* DATA IN THIS EXERCISE *
◇ ◇ ◇ ◇

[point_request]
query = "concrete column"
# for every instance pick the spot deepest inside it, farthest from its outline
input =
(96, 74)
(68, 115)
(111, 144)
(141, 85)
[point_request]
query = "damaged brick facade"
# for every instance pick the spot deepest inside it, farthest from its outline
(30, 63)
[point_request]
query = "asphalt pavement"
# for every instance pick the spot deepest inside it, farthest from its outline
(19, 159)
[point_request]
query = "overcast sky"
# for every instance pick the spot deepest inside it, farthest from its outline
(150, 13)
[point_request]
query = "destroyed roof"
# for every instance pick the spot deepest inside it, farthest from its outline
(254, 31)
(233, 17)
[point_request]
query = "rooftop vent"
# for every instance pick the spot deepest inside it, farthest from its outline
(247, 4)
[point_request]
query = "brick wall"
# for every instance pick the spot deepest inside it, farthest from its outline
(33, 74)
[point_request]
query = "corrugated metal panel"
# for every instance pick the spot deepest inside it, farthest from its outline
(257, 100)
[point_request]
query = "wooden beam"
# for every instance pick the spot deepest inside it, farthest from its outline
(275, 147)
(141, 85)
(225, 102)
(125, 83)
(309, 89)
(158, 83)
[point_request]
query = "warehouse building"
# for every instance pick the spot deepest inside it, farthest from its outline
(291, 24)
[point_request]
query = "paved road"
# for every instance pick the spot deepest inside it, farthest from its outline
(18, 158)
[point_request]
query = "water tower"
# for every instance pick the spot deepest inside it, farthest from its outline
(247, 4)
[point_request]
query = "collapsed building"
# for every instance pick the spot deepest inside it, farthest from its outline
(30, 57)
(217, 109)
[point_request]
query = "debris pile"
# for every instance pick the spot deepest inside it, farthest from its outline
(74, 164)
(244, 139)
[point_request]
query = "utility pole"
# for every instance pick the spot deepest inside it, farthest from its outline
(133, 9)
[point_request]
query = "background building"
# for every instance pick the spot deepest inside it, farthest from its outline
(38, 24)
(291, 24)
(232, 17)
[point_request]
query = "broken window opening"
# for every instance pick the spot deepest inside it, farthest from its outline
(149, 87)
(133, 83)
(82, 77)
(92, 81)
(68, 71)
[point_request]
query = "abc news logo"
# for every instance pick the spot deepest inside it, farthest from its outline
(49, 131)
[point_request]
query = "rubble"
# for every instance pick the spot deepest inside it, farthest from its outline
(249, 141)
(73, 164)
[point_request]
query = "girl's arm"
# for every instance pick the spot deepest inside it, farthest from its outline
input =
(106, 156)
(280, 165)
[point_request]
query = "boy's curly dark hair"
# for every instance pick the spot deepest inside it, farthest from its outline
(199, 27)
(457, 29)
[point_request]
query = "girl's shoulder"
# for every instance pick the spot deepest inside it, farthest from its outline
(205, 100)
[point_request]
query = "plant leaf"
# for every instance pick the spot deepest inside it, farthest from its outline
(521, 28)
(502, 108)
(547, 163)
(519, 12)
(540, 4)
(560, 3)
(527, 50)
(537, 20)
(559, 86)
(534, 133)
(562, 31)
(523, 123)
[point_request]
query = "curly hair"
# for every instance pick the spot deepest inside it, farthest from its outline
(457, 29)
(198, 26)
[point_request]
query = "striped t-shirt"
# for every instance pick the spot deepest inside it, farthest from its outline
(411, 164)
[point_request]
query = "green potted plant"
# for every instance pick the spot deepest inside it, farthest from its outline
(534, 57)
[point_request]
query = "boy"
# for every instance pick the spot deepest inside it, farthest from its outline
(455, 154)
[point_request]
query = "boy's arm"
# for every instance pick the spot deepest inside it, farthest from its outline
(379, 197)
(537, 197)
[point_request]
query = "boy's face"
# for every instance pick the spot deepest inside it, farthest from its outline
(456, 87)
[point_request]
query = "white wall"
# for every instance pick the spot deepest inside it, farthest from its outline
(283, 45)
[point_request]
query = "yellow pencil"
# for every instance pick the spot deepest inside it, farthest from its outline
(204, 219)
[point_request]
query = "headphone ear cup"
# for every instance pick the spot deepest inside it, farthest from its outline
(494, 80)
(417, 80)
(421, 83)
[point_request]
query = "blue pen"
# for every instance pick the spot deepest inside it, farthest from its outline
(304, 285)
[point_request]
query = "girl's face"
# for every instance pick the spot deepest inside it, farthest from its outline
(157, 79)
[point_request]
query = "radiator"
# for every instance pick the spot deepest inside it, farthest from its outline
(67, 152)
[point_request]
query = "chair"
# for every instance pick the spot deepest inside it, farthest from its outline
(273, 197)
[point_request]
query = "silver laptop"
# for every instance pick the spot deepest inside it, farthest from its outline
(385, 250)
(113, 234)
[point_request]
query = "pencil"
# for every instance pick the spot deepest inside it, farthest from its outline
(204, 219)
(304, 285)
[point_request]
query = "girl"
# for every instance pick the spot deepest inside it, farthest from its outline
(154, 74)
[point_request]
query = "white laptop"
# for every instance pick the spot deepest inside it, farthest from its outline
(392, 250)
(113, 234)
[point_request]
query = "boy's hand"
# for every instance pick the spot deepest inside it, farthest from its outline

◇ ◇ ◇ ◇

* GIVEN INSTRUCTION *
Write down all the entries again without a single difference.

* THE ANSWER *
[point_request]
query = "concrete column"
# for every instance pick the spot deepest inside it, farthest from its outline
input =
(96, 74)
(68, 115)
(111, 144)
(141, 85)
[point_request]
query = "damaged brick facade"
# for every instance pick the spot deepest inside it, farthest from its outline
(30, 63)
[point_request]
query = "asphalt pavement"
# for every instance pick the spot deepest inside it, farthest from its outline
(19, 159)
[point_request]
query = "overcast sky"
# for every instance pick the spot deepest inside it, farthest from its outline
(150, 13)
[point_request]
query = "destroyed roof"
# for every instance pick the spot deepest inside it, farthest from its outline
(254, 31)
(233, 17)
[point_request]
query = "rooftop vent"
# for every instance pick the spot deepest inside it, farthest from its outline
(247, 4)
[point_request]
query = "brick wall"
# for every instance pick the spot deepest inside it, farthest from its outline
(33, 74)
[point_request]
query = "corrugated metal panel"
# for every instance pick the spot deepest inside it, farthest from its outline
(257, 100)
[point_request]
query = "wooden beam"
# for every instance pick the spot deepest inside it, farthest from its outline
(275, 147)
(141, 85)
(225, 102)
(125, 83)
(309, 89)
(158, 83)
[point_request]
query = "warehouse building"
# for every instance pick the spot deepest inside it, farthest from its outline
(291, 24)
[point_request]
query = "paved road"
# for every instance pick the spot deepest inside it, farthest from its outline
(18, 158)
[point_request]
query = "water tower"
# for every instance pick the spot deepest inside it, farthest from its outline
(247, 4)
[point_request]
query = "collapsed building"
# for every instance pick the spot deepest inside it, farthest from its outline
(30, 57)
(217, 109)
[point_request]
query = "debris pile"
# for every instance pick the spot deepest inside it, farthest from its outline
(74, 164)
(244, 139)
[point_request]
query = "utility pole"
# for every instance pick the spot deepest inside it, farthest from its outline
(133, 9)
[point_request]
query = "background building"
# for every instance pick the spot deepest inside it, farthest from its outline
(38, 24)
(291, 24)
(232, 17)
[point_request]
query = "broken window opening"
# for every instance pick the spot deepest inside it, farthest from its outline
(149, 87)
(133, 83)
(82, 77)
(92, 81)
(68, 71)
[point_request]
query = "abc news logo"
# for every instance pick the spot deepest inside it, farthest from its outline
(49, 131)
[point_request]
query = "rubble"
# for every instance pick the spot deepest inside it, farthest from its outline
(249, 141)
(73, 164)
[point_request]
query = "girl's arm"
# for every instance pick the spot deepest inside it, farthest from its outline
input =
(106, 156)
(280, 165)
[point_request]
query = "boy's curly dark hair"
# for every instance pick the spot deepest inside it, farthest from its outline
(199, 27)
(457, 29)
[point_request]
query = "girl's shoulder"
# for every instance pick the spot deepest inside it, farthest from its outline
(205, 100)
[point_request]
query = "plant leaf"
# for every instance pick the spot deepest inside it, farthest from its outline
(521, 28)
(502, 108)
(547, 163)
(519, 12)
(540, 4)
(560, 3)
(527, 50)
(537, 20)
(559, 86)
(534, 133)
(562, 31)
(523, 123)
[point_request]
query = "curly hair"
# for every instance pick the spot deepest inside it, farthest from its outline
(457, 29)
(198, 26)
[point_request]
query = "striped t-shirt"
# for every instance pick the spot deepest inside it, farthest from its outline
(411, 164)
[point_request]
query = "green potted plant"
# for every instance pick the spot deepest inside it, farthest from its outline
(534, 57)
[point_request]
query = "boy"
# for every instance pick the spot deepest inside it, farthest from its outline
(455, 154)
[point_request]
query = "boy's arm"
# for every instance pick the spot deepest inside it, farthest from its outline
(379, 197)
(537, 197)
[point_request]
query = "boy's face"
# for every instance pick the spot deepest inside it, farthest from its outline
(456, 87)
[point_request]
query = "white wall"
# for every instance pick the spot deepest inside it, farthest from its outline
(283, 45)
[point_request]
query = "yellow pencil"
# for every instance pick the spot deepest inside it, farthest from its outline
(204, 219)
[point_request]
query = "headphone ear cup"
# for every instance pick the spot deepest inside it, farthest from its outline
(494, 80)
(417, 80)
(421, 83)
[point_request]
query = "blue pen"
# for every instance pick the spot deepest inside it, farthest from its outline
(304, 285)
[point_request]
query = "girl's face"
# for every instance pick the spot deepest inside it, farthest from its outline
(157, 79)
[point_request]
query = "radiator"
# for every instance pick the spot deepest inside it, farthest from its outline
(67, 152)
[point_request]
query = "chair"
# for every instance pick the spot deepest inside it, farthest from its outline
(273, 197)
[point_request]
query = "silver laptop"
# for every instance pick the spot deepest inside it, farthest from its outline
(385, 250)
(113, 234)
[point_request]
query = "pencil"
# for every instance pick the spot deepest inside it, farthest from its outline
(204, 219)
(304, 285)
[point_request]
query = "girl"
# for every instance pick the spot deepest inside it, farthest from its outline
(154, 74)
[point_request]
query = "white laptop"
# for every instance pick the spot deepest inside it, farthest from its outline
(392, 250)
(113, 234)
[point_request]
query = "boy's hand"
# for every instance pick the spot deepest inside it, farthest from its outline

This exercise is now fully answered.